◆ WHAT TO PRODUCE ◆
Repeat all entries exactly.

(Excerpts of pointing data)
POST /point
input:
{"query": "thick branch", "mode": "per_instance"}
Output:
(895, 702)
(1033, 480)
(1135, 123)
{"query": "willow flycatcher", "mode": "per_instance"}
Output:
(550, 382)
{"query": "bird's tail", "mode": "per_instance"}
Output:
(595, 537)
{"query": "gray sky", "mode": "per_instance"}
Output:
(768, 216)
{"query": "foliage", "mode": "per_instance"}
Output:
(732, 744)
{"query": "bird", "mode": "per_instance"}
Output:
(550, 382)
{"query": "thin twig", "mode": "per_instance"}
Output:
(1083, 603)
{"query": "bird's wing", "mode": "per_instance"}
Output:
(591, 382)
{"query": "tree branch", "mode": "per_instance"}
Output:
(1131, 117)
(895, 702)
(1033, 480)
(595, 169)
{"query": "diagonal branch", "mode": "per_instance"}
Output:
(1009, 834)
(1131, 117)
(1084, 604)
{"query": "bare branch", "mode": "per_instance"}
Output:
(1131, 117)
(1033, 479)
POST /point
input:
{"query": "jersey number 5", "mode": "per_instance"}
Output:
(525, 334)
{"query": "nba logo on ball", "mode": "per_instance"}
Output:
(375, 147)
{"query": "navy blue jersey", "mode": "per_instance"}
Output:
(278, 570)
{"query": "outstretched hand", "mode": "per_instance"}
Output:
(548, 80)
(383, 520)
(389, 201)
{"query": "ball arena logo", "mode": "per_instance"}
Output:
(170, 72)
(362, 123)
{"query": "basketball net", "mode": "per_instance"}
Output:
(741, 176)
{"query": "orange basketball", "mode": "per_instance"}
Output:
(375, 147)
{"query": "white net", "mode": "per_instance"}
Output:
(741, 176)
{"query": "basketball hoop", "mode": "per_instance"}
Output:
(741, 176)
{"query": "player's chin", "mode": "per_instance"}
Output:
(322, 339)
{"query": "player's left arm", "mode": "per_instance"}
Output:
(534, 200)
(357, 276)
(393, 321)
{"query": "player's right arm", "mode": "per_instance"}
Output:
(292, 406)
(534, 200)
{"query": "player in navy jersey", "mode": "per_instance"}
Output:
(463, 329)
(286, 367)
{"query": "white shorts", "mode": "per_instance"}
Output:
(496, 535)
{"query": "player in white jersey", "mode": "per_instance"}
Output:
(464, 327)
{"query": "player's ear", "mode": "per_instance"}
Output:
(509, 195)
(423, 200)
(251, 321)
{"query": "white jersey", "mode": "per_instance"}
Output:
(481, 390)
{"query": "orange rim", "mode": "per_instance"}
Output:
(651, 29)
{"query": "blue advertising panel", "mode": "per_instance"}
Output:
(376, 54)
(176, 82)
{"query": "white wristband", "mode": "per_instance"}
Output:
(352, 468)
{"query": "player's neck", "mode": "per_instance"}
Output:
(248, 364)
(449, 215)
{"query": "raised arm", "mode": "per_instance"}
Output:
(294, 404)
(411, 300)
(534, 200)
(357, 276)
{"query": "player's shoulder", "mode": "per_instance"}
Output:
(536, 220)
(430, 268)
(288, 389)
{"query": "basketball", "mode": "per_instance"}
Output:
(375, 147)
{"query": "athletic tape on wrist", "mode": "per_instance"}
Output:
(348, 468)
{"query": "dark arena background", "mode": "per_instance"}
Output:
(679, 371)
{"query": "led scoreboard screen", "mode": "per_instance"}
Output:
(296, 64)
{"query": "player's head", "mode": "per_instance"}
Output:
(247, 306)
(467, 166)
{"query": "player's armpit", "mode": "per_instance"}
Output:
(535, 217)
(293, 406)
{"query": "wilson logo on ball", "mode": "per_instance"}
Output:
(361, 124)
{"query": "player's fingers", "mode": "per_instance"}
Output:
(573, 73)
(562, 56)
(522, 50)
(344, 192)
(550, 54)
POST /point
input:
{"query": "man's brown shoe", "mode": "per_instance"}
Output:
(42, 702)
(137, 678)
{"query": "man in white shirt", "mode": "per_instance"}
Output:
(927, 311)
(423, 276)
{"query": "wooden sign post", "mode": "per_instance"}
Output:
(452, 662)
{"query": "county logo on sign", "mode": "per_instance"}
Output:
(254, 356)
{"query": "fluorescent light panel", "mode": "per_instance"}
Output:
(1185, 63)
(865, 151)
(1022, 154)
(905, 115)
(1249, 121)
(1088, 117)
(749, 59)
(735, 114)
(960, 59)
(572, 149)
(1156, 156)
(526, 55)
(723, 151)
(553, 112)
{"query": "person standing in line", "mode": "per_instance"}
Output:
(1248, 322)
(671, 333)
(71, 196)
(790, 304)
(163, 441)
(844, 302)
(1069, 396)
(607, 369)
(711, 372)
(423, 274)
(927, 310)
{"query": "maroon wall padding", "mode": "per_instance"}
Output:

◆ EXERCISE RESPONSE ◆
POST /point
input:
{"query": "thick branch", "mode": "per_instance"}
Output:
(895, 702)
(1033, 480)
(1135, 123)
{"query": "willow flycatcher", "mode": "per_instance"}
Output:
(550, 382)
{"query": "bird's tail", "mode": "per_instance"}
Output:
(595, 537)
{"query": "gray sky", "mode": "per_instance"}
Output:
(768, 216)
{"query": "foliage", "mode": "per_instance"}
Output:
(732, 744)
{"query": "bird", "mode": "per_instance"}
Output:
(550, 382)
{"query": "thin twig", "mode": "per_instance"}
Output:
(1083, 603)
{"query": "bird's wing", "mode": "per_instance"}
Output:
(591, 382)
{"query": "tree branch", "mode": "per_instance"}
Output:
(1131, 117)
(895, 702)
(1033, 480)
(595, 169)
{"query": "diagonal branch", "mode": "per_instance"}
Output:
(1009, 834)
(1131, 117)
(1084, 604)
{"query": "bare branch", "mode": "per_instance"}
Output:
(1131, 117)
(1033, 479)
POST /point
input:
{"query": "jersey number 5", "mode": "per_instance"}
Output:
(525, 334)
{"query": "nba logo on ball", "mode": "per_instance"}
Output:
(375, 147)
{"query": "navy blue jersey", "mode": "per_instance"}
Output:
(278, 570)
{"query": "outstretched hand", "mode": "per_instance"}
Output:
(548, 80)
(383, 520)
(389, 201)
{"query": "ball arena logo", "mode": "per_instance"}
Output:
(170, 72)
(362, 123)
{"query": "basketball net", "mode": "per_instance"}
Output:
(741, 176)
{"query": "orange basketball", "mode": "per_instance"}
Output:
(375, 147)
{"query": "white net", "mode": "per_instance"}
Output:
(741, 176)
{"query": "basketball hoop", "mode": "per_instance"}
Output:
(741, 176)
{"query": "player's chin", "mode": "per_instance"}
Output:
(322, 339)
{"query": "player's left arm", "mode": "per_instance"}
Output:
(534, 200)
(357, 276)
(393, 321)
{"query": "player's right arm", "mode": "per_instance"}
Output:
(292, 406)
(534, 200)
{"query": "player in navy jersey", "mode": "per_instance"}
Output:
(463, 329)
(286, 367)
{"query": "white shorts", "mode": "per_instance"}
Output:
(496, 535)
{"query": "player in white jersey", "mode": "per_instance"}
Output:
(464, 327)
{"query": "player's ear", "mode": "per_instance"}
Output:
(509, 195)
(423, 200)
(251, 321)
{"query": "white jersey", "mode": "per_instance"}
Output:
(481, 390)
{"query": "orange rim", "mode": "per_instance"}
Output:
(651, 29)
{"query": "blue advertising panel", "mode": "per_instance"}
Output:
(376, 54)
(176, 82)
{"query": "white wristband", "mode": "per_instance"}
Output:
(352, 468)
{"query": "player's neck", "mode": "per_instance"}
Output:
(248, 364)
(449, 215)
{"query": "raised arm", "mode": "per_instance"}
Output:
(294, 404)
(411, 300)
(534, 200)
(357, 276)
{"query": "player's shoulder", "mode": "per_instance"}
Output:
(536, 220)
(430, 268)
(288, 389)
{"query": "basketball", "mode": "per_instance"}
Output:
(375, 147)
{"query": "athletic tape on wrist", "mode": "per_instance"}
Output:
(348, 468)
{"query": "dark arena background", "mode": "per_instance"}
Output:
(679, 371)
{"query": "led scoreboard screen", "mode": "per_instance"}
Output:
(296, 64)
{"query": "player's head", "mode": "per_instance"}
Output:
(247, 306)
(467, 166)
{"query": "player's armpit", "mode": "per_instance"}
Output:
(535, 217)
(293, 406)
{"query": "wilson logo on ball", "mode": "per_instance"}
Output:
(361, 124)
{"query": "player's fingers", "mode": "per_instance"}
Output:
(573, 73)
(562, 56)
(522, 50)
(344, 192)
(550, 54)
POST /point
input:
{"query": "man's brown shoe", "mode": "per_instance"}
Output:
(42, 702)
(137, 678)
{"query": "man in white shirt", "mode": "per_instance"}
Output:
(927, 311)
(423, 276)
{"query": "wooden sign post", "mode": "per_instance"}
Output:
(452, 662)
{"query": "county logo on sign", "mode": "per_instance"}
Output:
(254, 356)
{"query": "fluorescent light panel", "mode": "per_instance"}
Output:
(1185, 63)
(865, 151)
(1022, 154)
(905, 115)
(1249, 121)
(1088, 117)
(749, 59)
(735, 114)
(960, 59)
(572, 149)
(1156, 156)
(526, 55)
(723, 151)
(553, 112)
{"query": "person standing in line", "mode": "per_instance"}
Output:
(1248, 322)
(671, 333)
(71, 196)
(790, 304)
(163, 441)
(844, 302)
(1069, 396)
(607, 369)
(711, 372)
(423, 274)
(927, 310)
{"query": "maroon wall padding", "mode": "per_instance"}
Output:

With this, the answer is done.